■ WRITTEN REQUEST ■
Resume the forum thread about caring for silent brown crickets, picking up right after its last post.

[Start READING TEXT]

# Caring for "silent" brown crickets?



## joeyboy

Ok i just bought a pack of adult silent brown crickets, not for breeding just they are the right size for my mantid. I haven't tried them before and so how do i look after them so they stay alive for the longest time possible? Also since being adults they might breed, how do they do this? What do i need in the plastic faunarium i'm going to keep em in?

Basically a general silent brown cricket caresheet would be nice.:notworthy:


----------



## marty.twigs

any time i bought crickets they always died really fast
then i found out to feed them on fish food and vegetables
i want mine to breed so i put soil in mine so they can lay their eggs in it
they wont breed without a substrate to lay their eggs in


----------



## joeyboy

i was thinking about feeding them with a mixture of cabbage,fruit,lettuce mainly for water then also feeding them on cat food although i'm not whether dry cat biscuits or cat food in jelly( i heard they eat cat food in some form)

[End READING TEXT]
[Start RECORD EXCERPTS]

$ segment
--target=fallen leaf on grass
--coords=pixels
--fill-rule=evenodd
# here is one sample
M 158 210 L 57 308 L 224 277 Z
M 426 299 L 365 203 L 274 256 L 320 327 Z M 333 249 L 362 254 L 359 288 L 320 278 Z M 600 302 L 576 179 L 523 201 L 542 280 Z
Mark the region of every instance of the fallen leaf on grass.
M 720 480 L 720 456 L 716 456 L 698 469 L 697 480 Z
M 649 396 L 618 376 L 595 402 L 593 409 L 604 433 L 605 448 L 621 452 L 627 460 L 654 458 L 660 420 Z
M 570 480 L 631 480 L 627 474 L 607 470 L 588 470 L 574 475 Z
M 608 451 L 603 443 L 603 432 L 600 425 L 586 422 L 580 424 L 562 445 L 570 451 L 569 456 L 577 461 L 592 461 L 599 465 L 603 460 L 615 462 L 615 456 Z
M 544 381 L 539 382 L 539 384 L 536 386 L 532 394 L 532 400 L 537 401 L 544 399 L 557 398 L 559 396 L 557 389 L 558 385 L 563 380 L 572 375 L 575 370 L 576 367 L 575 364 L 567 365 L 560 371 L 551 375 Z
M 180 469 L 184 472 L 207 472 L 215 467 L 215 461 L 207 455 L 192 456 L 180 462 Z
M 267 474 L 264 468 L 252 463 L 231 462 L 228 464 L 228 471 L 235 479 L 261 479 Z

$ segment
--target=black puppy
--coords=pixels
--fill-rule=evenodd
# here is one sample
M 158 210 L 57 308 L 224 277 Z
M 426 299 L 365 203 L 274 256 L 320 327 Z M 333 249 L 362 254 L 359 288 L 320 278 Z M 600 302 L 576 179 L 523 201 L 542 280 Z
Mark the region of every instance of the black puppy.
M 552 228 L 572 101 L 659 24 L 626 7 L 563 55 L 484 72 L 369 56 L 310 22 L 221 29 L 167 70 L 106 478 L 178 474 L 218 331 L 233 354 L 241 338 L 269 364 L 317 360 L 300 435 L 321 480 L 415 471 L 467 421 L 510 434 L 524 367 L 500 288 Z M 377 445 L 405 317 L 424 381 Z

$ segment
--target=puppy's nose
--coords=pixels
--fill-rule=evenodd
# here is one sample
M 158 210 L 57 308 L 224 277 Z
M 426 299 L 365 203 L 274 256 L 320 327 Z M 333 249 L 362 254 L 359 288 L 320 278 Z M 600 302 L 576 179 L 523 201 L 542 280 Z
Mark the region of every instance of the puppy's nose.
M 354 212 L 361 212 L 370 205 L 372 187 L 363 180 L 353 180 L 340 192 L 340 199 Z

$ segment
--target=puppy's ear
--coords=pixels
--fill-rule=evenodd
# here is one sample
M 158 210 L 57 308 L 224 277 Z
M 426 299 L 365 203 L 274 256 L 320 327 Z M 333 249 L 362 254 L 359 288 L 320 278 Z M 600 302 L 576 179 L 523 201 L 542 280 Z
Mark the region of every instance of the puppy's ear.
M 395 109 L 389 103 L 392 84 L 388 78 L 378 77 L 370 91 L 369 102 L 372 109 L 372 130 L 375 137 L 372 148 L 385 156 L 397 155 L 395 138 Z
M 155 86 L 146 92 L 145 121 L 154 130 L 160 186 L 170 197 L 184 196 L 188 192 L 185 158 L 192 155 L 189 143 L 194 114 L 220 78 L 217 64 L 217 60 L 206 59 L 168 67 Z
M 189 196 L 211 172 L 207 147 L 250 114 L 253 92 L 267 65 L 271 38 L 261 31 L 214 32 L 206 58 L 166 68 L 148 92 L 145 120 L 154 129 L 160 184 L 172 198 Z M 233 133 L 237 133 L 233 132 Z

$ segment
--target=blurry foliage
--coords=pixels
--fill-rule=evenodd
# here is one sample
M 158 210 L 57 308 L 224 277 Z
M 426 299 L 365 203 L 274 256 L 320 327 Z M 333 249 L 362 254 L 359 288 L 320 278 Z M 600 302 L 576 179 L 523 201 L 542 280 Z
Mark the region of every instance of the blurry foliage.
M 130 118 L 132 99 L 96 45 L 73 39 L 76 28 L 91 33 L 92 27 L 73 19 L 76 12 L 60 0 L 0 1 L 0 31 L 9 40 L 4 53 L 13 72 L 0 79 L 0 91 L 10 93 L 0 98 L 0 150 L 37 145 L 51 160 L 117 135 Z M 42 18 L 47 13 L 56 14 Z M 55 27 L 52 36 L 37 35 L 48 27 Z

[End RECORD EXCERPTS]
[Start RECORD EXCERPTS]

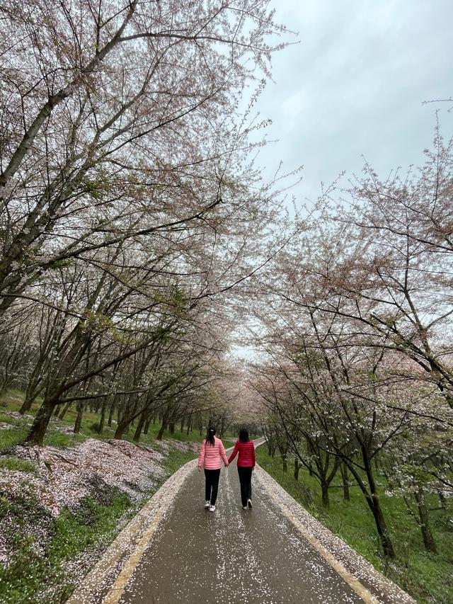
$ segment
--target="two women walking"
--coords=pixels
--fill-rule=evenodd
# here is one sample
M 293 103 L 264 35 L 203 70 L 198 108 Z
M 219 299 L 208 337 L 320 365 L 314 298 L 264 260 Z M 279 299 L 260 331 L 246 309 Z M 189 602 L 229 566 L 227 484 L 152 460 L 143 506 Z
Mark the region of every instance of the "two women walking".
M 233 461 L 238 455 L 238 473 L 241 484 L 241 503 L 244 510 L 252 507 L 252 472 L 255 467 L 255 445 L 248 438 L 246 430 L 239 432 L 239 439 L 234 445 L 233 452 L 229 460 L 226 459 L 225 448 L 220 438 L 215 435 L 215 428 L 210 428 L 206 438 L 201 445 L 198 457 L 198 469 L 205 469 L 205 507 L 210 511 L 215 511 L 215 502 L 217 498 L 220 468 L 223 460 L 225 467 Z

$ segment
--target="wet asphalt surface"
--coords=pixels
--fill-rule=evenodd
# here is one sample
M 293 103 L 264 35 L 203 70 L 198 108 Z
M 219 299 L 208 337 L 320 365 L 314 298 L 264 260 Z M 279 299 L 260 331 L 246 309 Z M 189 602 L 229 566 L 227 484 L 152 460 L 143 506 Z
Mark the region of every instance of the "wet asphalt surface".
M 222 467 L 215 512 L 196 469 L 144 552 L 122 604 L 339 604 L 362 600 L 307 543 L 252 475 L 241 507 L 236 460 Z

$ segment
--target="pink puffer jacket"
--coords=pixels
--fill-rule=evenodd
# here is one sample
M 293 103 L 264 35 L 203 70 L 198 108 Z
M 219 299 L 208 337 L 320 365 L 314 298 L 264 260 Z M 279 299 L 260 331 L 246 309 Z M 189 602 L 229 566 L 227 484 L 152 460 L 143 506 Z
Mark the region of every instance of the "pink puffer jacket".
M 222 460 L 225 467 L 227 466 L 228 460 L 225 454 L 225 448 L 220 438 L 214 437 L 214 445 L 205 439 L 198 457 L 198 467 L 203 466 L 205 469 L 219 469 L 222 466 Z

[End RECORD EXCERPTS]
[Start RECORD EXCERPTS]

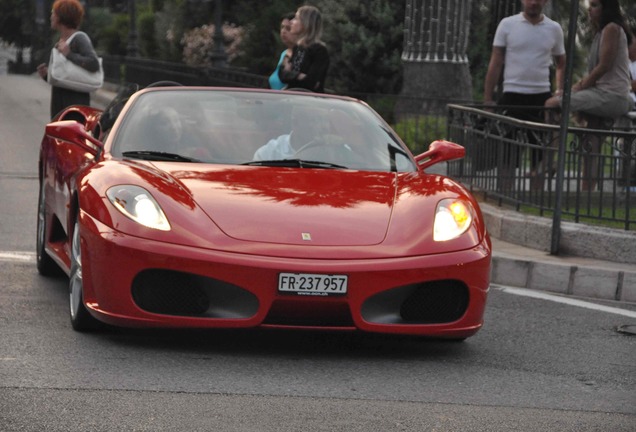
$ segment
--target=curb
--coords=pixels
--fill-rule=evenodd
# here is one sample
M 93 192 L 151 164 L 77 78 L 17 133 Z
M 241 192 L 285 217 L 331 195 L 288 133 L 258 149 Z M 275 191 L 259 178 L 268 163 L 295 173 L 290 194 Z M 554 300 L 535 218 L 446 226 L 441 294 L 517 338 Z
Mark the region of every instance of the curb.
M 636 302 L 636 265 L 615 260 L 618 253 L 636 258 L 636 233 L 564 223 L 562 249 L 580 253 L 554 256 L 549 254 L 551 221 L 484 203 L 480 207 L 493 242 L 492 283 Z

[End RECORD EXCERPTS]

■ RESULT OF THE EXERCISE ■
does cabbage and the like have pesticides that kill insects? I doubt it since pesticides would be bad for humans eventually but I'm not certain..


----------



## Pro Mantis

You can give them fish flakes but if you do give them a beer cap of water as it dries them out. they also enjoy carrot or potato peelings. keep them dry and not cold and you'll do fiiiiine.


----------



## joeyboy

do they eat cat food or not or shall i just go salad? What about cereals like muesli and corn flakes, locusts supposedly ate cereals but they didn't touch them when i tried.


----------



## the-tick

go for more hardy veg ie greens, potato, swede, carrot etc and get water crystals to give them water works fine with mine


----------



## _simon_

I've kept crickets successfully for ages, it's really simple. Give them an airy tub with plenty of places to hide (I use cork bark) and give them fruit and veg, you need to change it out regularly to keep it fresh. There's no need for any kind of water as they get that from the fruit and veg. That's it. They can get a bit smelly over time so best to clean the tub out come restocking time.


----------



## joeyboy

ok thanks fruit and veg it is, though I've heard their omnivorous, do they eat cat biscuits, canned cat food, i could put a little cube of tinned cat food in for them to?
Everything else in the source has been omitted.